(Task prompt):
In the data that follows, find each line containing "rough" and copy it.
Start of Records for the exercise
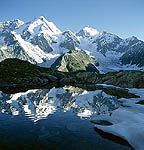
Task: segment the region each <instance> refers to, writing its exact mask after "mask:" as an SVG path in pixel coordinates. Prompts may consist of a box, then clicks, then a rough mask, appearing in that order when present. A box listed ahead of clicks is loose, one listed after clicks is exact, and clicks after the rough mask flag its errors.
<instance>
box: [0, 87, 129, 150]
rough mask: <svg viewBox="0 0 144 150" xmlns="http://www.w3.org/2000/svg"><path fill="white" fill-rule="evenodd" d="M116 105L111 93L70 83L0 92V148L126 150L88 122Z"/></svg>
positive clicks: (114, 109) (116, 108)
mask: <svg viewBox="0 0 144 150" xmlns="http://www.w3.org/2000/svg"><path fill="white" fill-rule="evenodd" d="M119 107H120V103H119V101H118V99H117V98H116V97H115V96H110V95H107V94H106V93H104V92H103V91H101V90H96V91H86V90H83V89H80V88H76V87H72V86H65V87H63V88H52V89H37V90H29V91H27V92H23V93H16V94H5V93H3V92H0V111H1V112H2V113H1V114H0V150H51V149H54V150H55V149H56V150H62V149H63V150H72V149H75V150H80V149H82V150H96V149H97V150H105V149H110V150H115V149H117V150H130V148H128V147H126V146H122V145H119V144H116V143H113V142H110V141H108V140H106V139H103V138H101V137H100V136H99V135H98V134H97V133H96V132H95V131H94V125H93V124H92V123H91V122H90V121H89V119H91V118H92V117H93V116H97V115H100V114H108V115H111V114H112V112H113V110H115V109H117V108H119Z"/></svg>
End of Records for the exercise
(Answer below):
Task: segment the region each <instance> refers to, writing its exact mask after "mask:" as an SVG path in pixel coordinates. Prompts may consist of a box, then clicks, then a rough mask, appearing in that order when present. A box listed ahead of clicks is loose, one listed after clicks is exact, and clicks after the rough mask flag its errors.
rough mask: <svg viewBox="0 0 144 150" xmlns="http://www.w3.org/2000/svg"><path fill="white" fill-rule="evenodd" d="M116 105L111 93L70 83L0 92V148L126 150L88 122Z"/></svg>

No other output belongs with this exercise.